## 元の資料
---

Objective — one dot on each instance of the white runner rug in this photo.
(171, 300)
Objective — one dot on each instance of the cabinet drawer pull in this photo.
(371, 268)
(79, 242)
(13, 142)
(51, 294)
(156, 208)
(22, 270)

---

## 課題の内容
上の行をすべて、空行を除いてMarkdownの表に入れてください。列名は「番号」と「行」とし、「番号」には1から順に行番号を振る。

## 記述回答
| 番号 | 行 |
|---|---|
| 1 | Objective — one dot on each instance of the white runner rug in this photo. |
| 2 | (171, 300) |
| 3 | Objective — one dot on each instance of the cabinet drawer pull in this photo. |
| 4 | (371, 268) |
| 5 | (79, 242) |
| 6 | (13, 142) |
| 7 | (51, 294) |
| 8 | (156, 208) |
| 9 | (22, 270) |